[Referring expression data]
+++++

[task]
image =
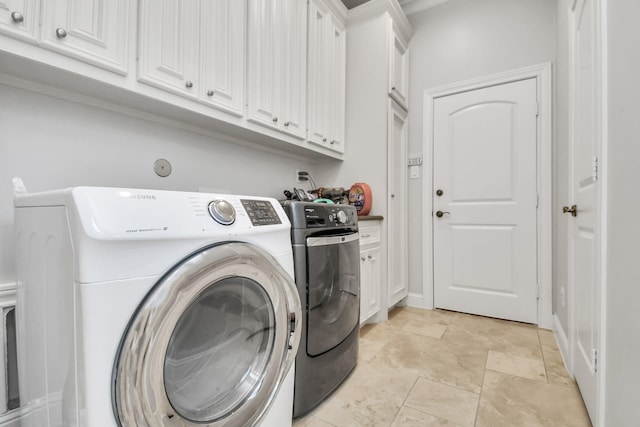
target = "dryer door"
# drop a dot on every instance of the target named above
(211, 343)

+++++

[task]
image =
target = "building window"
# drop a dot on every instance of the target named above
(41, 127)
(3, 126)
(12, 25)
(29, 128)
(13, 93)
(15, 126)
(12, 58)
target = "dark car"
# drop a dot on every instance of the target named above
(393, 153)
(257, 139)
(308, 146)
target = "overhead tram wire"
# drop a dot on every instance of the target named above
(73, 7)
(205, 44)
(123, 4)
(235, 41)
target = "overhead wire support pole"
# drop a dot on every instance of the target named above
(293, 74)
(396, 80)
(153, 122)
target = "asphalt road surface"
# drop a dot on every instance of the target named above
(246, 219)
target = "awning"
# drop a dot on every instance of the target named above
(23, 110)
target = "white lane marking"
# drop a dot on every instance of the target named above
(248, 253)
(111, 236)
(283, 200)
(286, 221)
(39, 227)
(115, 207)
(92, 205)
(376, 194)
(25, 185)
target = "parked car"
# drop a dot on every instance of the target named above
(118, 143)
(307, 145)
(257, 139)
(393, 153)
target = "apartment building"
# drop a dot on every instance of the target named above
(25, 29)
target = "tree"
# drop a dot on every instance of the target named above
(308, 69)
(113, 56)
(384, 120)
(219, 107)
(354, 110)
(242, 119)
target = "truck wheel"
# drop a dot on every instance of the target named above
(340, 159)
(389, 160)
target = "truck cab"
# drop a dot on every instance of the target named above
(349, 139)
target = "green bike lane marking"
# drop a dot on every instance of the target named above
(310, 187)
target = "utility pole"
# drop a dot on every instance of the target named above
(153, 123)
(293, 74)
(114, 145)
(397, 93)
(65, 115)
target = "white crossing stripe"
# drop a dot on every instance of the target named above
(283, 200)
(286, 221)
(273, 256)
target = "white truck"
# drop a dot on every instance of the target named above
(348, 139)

+++++

## Work task
Pull every line containing "overhead" from the entries above and copy it.

## Answer for this exercise
target = "overhead tram wire"
target = "overhead wire support pole"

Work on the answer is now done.